Dataset records:
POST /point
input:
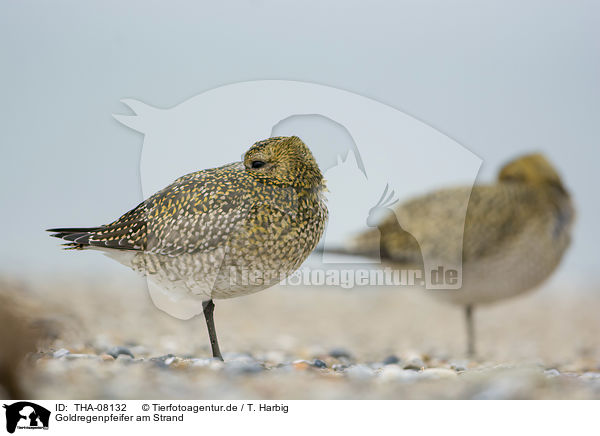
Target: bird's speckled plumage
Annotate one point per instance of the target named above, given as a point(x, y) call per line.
point(202, 233)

Your instructions:
Rewrite the entries above, swapping "speckled" for "spotted" and keeping everything else the same. Omit the pictures.

The reply:
POST /point
input:
Target: bird's spotted plumage
Annotate one point per instance of the target named above, given as a point(x, y) call per line.
point(202, 233)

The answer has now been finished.